╭─ EXTRAIT DU DOCUMENT
Tayeb Benferhat, chargé de projet urgence/insertion et responsable des Tables du ramadan

vendredi 3 août 2012


AUX ARMES ET CAETERA
UN SPLIFF AU GOUT DE GITANE
Vincent TURBAN

Au creux de la vague en cette fin des 70’s et enchaînant les échecs commerciaux malgré des joyaux comme « Melody Nelson » (1971) ou « Vu de l’extérieur » (1973), mais plébiscité par une génération d’artistes comme le groupe Bijou qui reprend « Les Papillons Noirs », Serge Gainsbourg ayant découvert le reggae au milieu des années 70, part trouver l’inspiration en Jamaïque. Flash-back sur la genèse d’un authentique chef d’œuvre de la musique hexagonale.

Le détonateur du projet est la rencontre avec Chris Blackwell, le PDG du label Island qui arrange le coup en le mettant en relation avec la formation Word, Sound And Power (les musiciens de Peter Tosh incluant le batteur Lowell « Sly » Dunbar et le bassiste Robbie Shakespeare) et les choristes de Bob Marley, les I-Threes.

Coup de bluff auprès du patron de Philips, Gainsbourg a les titres de ses futures compositions mais pas de textes. Arrivé à Kingston, l’inspiration vient et en une nuit toutes les paroles sont couchées sur papier. Au niveau rythmique, tout est mis en boîte en 2 jours grâce à la maestria de Sly and Robbie, véritable centrale atomique sonore. Dougie « Radcliffe » Bryan et Mikey »Mao » Chung apportent le tranchant du skank reggae avec leurs guitares, Uziah Sticky Thompson tisse un patchwork de percussions absolument parfait, Ansel Collins et Robbie Lyn apposent un travail de clavier magistral.
 

Chaque note, chaque mesure claque de toute part, les riddims sont concoctés au millimètre près. Le tout est enregistré et mixé dans l’un des meilleurs studios de l’île, le Dynamic Sounds Studios.

Sur cet opus, Gainsbourg ne pratique pas le chant au sens traditionnel du terme, il fait du talk-over (littéralement parler sur la musique). Cette technique vocale est très utilisée dans la musique jamaïcaine et annonce les prémices du rap et du hip-hop, qui apparaîtront aux USA à la fin de la décennie 70.
╰─
╭─ DONNÉES FOURNIES
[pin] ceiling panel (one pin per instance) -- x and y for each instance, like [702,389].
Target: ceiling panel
╰─
## CONSIGNES
1. D'après l'extrait sur Gainsbourg en Jamaïque, répondez aux questions suivantes :
(a) Qui est le PDG du label Island ?
(b) En combien de jours toute la partie rythmique a-t-elle été mise en boîte ?
(c) Dans quel studio l'ensemble a-t-il été enregistré et mixé ?
2. Reproduisez tout le passage de l'extrait sur Gainsbourg, depuis « Au creux de » jusqu'à « Marley, les I-Threes. » inclus.
Appuyez-vous uniquement sur l'extrait pour répondre.

## RÉPONSES ATTENDUES
1.
(a) Chris Blackwell.
(b) En 2 jours.
(c) Au Dynamic Sounds Studios.

2.
Au creux de la vague en cette fin des 70’s et enchaînant les échecs commerciaux malgré des joyaux comme « Melody Nelson » (1971) ou « Vu de l’extérieur » (1973), mais plébiscité par une génération d’artistes comme le groupe Bijou qui reprend « Les Papillons Noirs », Serge Gainsbourg ayant découvert le reggae au milieu des années 70, part trouver l’inspiration en Jamaïque. Flash-back sur la genèse d’un authentique chef d’œuvre de la musique hexagonale.

Le détonateur du projet est la rencontre avec Chris Blackwell, le PDG du label Island qui arrange le coup en le mettant en relation avec la formation Word, Sound And Power (les musiciens de Peter Tosh incluant le batteur Lowell « Sly » Dunbar et le bassiste Robbie Shakespeare) et les choristes de Bob Marley, les I-Threes.